*** Exercise input ***
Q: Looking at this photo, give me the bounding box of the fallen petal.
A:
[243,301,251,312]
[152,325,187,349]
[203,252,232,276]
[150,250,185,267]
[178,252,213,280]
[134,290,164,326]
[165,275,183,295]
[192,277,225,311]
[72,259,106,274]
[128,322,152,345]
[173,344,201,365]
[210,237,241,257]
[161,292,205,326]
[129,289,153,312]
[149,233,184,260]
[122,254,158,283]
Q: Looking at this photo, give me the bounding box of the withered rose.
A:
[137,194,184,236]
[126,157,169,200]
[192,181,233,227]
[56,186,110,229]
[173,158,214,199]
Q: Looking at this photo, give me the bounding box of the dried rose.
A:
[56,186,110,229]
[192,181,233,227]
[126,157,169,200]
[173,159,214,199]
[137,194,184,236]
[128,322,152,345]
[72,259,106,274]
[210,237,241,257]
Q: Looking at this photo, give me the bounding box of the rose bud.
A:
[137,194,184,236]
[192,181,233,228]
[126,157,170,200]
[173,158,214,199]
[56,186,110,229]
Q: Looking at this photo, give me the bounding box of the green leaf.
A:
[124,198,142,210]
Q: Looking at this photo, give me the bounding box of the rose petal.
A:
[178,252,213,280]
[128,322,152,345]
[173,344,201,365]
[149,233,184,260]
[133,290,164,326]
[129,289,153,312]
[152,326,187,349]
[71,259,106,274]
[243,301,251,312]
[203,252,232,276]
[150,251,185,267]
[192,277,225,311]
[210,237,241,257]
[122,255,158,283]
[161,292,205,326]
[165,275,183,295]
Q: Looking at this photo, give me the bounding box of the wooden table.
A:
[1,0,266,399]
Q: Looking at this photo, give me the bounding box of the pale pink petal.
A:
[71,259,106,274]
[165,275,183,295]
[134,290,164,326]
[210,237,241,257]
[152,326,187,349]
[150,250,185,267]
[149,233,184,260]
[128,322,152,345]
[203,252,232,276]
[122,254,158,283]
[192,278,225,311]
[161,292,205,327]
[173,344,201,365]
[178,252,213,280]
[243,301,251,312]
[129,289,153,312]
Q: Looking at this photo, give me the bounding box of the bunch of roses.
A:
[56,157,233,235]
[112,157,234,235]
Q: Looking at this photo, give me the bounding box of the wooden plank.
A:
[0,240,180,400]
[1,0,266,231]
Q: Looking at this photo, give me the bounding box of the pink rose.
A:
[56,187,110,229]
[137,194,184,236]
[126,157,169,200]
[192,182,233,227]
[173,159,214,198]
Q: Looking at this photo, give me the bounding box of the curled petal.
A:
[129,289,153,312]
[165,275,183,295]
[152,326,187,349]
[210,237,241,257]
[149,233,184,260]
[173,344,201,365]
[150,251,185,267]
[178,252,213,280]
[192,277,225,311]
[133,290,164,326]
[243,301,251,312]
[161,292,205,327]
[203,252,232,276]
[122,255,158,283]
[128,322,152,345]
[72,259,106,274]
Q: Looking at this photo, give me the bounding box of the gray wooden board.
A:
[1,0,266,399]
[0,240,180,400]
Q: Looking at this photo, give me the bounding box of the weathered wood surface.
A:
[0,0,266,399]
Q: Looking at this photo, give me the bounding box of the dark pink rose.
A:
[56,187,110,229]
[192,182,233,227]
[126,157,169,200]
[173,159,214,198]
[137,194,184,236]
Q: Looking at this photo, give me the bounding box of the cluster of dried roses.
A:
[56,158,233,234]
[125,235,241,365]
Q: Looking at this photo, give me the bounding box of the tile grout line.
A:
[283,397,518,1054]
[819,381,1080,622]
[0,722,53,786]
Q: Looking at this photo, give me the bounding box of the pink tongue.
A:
***
◆ **Your instructions**:
Filter the records above for lines containing the word "dried", and copy those lines.

◆ **Written solution**:
Q: Looking at this photo, give me the bounding box of the dried rose.
Q: Looking at this photo, give me the bounding box of the cluster of dried roses.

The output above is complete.